## [待解问题]
请返回下列记录中所有含有字符串“throw”的行。

## [任务输入]

☆ ☆ ☆

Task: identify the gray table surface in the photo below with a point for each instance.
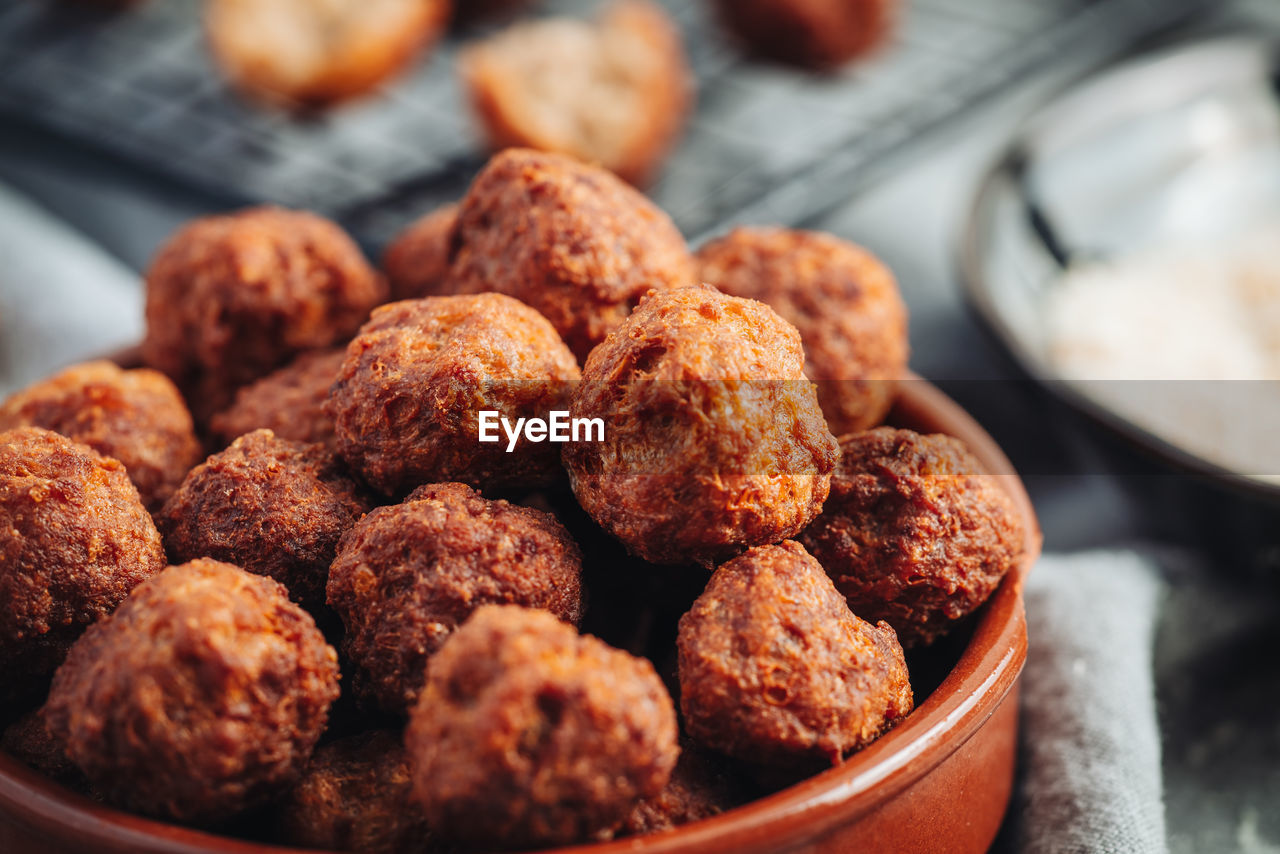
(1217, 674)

☆ ☆ ☆

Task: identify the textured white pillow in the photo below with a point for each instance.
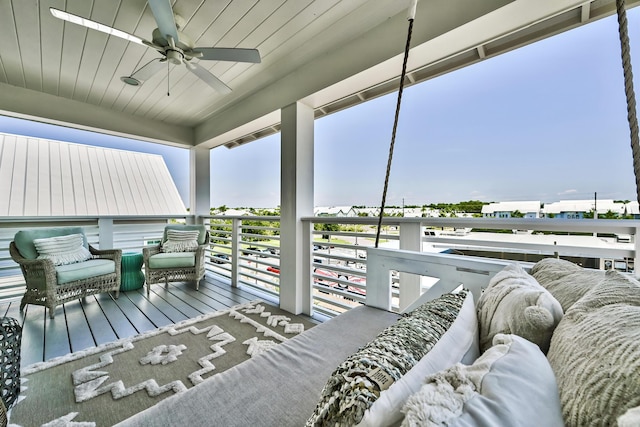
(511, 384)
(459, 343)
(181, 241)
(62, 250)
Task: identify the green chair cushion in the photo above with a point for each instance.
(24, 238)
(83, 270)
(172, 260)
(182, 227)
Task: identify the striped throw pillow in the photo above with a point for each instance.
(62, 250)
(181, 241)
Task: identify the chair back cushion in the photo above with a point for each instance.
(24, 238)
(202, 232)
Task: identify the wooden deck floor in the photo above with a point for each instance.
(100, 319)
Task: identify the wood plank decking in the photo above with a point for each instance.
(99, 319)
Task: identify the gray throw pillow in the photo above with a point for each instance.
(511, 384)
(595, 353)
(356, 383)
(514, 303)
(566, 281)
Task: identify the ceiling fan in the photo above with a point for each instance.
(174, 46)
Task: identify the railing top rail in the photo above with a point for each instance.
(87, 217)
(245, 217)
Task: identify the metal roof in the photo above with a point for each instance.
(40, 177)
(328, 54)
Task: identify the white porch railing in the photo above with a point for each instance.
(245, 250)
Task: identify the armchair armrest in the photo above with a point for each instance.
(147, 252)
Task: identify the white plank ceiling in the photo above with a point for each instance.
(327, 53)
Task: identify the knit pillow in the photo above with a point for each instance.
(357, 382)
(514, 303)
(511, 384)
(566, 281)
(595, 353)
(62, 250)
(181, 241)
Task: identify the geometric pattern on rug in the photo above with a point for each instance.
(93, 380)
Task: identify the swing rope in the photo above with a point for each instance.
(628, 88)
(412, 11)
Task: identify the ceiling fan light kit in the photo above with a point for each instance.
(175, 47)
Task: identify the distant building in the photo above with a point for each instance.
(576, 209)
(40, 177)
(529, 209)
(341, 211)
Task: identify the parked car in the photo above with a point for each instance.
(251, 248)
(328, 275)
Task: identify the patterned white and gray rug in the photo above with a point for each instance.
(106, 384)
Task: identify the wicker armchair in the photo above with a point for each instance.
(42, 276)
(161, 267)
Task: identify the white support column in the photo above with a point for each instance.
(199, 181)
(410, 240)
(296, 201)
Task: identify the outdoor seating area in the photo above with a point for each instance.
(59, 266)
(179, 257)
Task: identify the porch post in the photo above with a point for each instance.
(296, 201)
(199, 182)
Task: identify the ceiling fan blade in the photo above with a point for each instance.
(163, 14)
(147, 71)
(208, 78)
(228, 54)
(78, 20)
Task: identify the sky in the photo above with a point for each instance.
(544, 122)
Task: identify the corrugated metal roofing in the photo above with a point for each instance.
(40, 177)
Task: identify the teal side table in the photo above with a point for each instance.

☆ ☆ ☆

## [书面解答]
Task: identify the striped throw pillow in the photo above with a point for each instance.
Task: identify the gray throw pillow in the photo above with a point for each instance.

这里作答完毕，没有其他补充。